- _Task statement_:
Skip the images and repeat every entry word for word.

Dataset items:
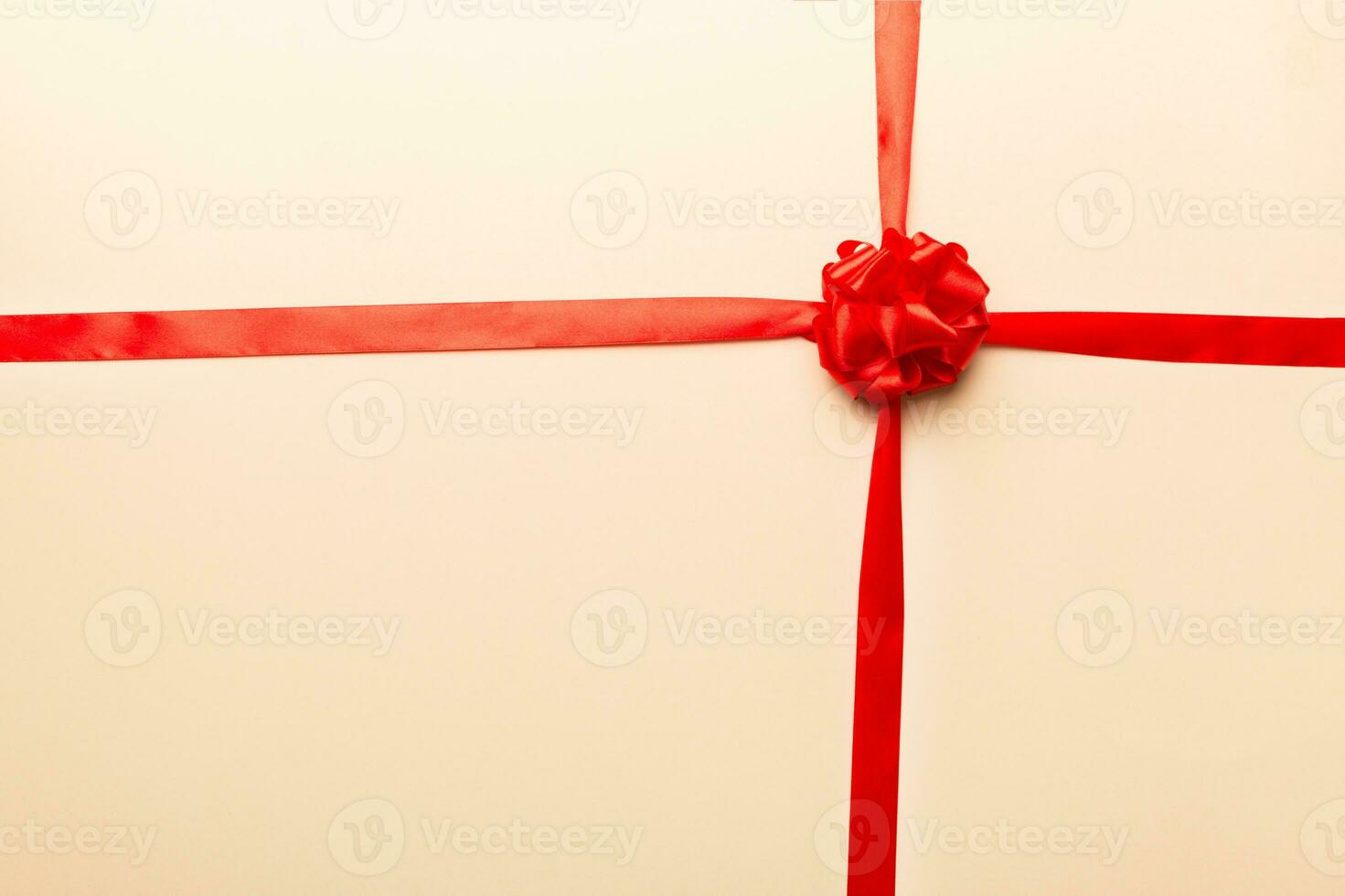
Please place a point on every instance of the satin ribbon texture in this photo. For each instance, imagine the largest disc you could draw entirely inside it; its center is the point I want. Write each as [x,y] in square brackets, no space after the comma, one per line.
[894,319]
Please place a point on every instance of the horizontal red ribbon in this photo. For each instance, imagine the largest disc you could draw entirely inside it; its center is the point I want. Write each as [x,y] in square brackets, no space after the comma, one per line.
[240,333]
[237,333]
[1287,342]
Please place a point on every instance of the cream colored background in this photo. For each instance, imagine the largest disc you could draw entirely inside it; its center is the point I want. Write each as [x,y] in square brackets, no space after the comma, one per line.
[731,498]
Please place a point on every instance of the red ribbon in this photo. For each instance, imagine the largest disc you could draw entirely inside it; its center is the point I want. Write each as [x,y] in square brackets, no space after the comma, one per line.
[900,318]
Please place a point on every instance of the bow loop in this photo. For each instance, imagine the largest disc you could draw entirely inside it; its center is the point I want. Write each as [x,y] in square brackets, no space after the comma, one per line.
[904,316]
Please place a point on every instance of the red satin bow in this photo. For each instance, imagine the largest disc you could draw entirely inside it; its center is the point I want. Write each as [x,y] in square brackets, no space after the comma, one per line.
[902,318]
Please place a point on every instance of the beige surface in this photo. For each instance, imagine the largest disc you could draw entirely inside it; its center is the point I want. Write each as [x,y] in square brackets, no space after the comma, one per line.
[731,493]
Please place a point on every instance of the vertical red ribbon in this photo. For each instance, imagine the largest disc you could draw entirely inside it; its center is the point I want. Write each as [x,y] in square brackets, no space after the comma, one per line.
[876,748]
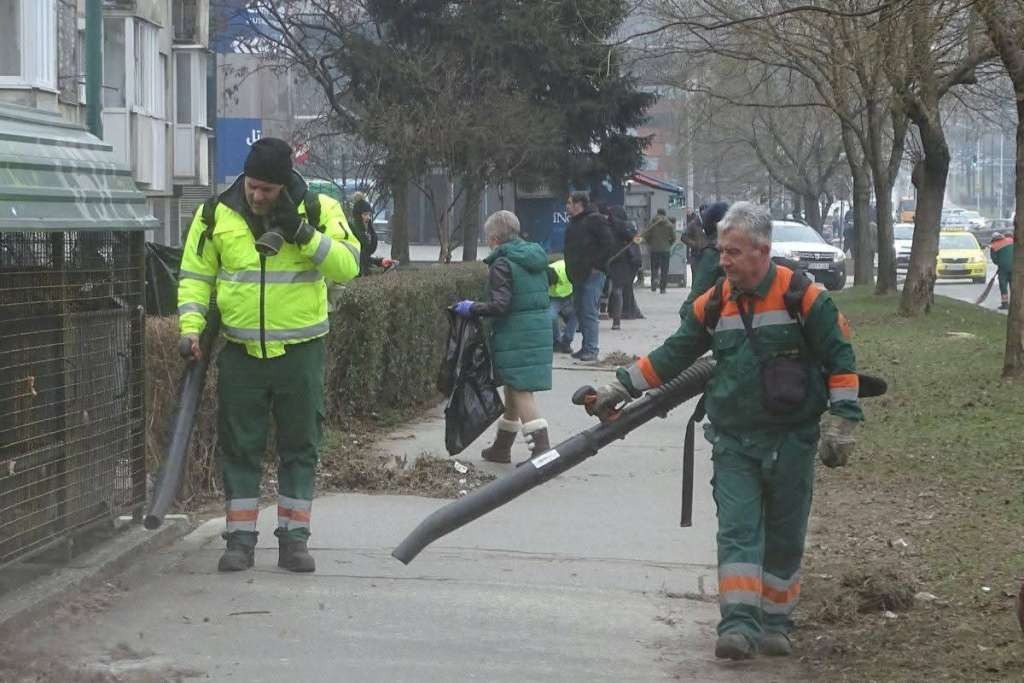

- _Solution for this problem_:
Please place a point on every instance of the satin ribbon texture in this photo. For each instance, imagine the largest disc you could draw entirely inside it; its center is the point I want. Write each as [x,y] in square brackets, no space after the comma, one per line.
[894,319]
Please place a point on every instance of the horizontal red ribbon in this photo. For each instance, imagine the largest disc you could draw entirely inside it; its center is the point I want. Write each as [x,y] in square brackets, no space after the comma, one per line.
[240,333]
[237,333]
[1287,342]
Please place a point on every instance of the cream colored background in this photo. For each instance, imagine the largest disc you could draw entirely inside it; its center is the point I want. Write each as [x,y] in square brackets, no space after the comma, one per line.
[731,498]
Please place a point on every instance of the red ribbon in this photo. For each instance, imagine the largest disc you could draw entirely inside it; its center is the point I want. Write each as [x,y] in square brackets, no space after the comma, one per line.
[900,318]
Please place a point on every instance of the bow loop in this photo. For each instance, imagine the largest disc you could draw entirely inside it; its center is the point I want. Write each as [x,y] in square brackets, no space after the comma, one per line.
[904,316]
Please place a point on every instance of the red satin bow in this photo. For each instance, imagine the largest disc you could draw entirely inside it; its center is the point I want. Write each as [x,y] in square brackets, no space after the comma, one per line.
[902,318]
Please place a point on every instance of the beige surface in this photo. For each instance, imagine the largest disc you could draw entirely inside it; its center is the point I want. Write each as [x,y] in square brackets, no space after the comma, one per line.
[731,493]
Please place a point on every instance of the vertical red ribbon in this photo. For each instance, imagine the largest disc you could draw entirely inside it; its center is the point I want. Write each as [x,y] in square brackets, no space after the comma, one per line.
[876,748]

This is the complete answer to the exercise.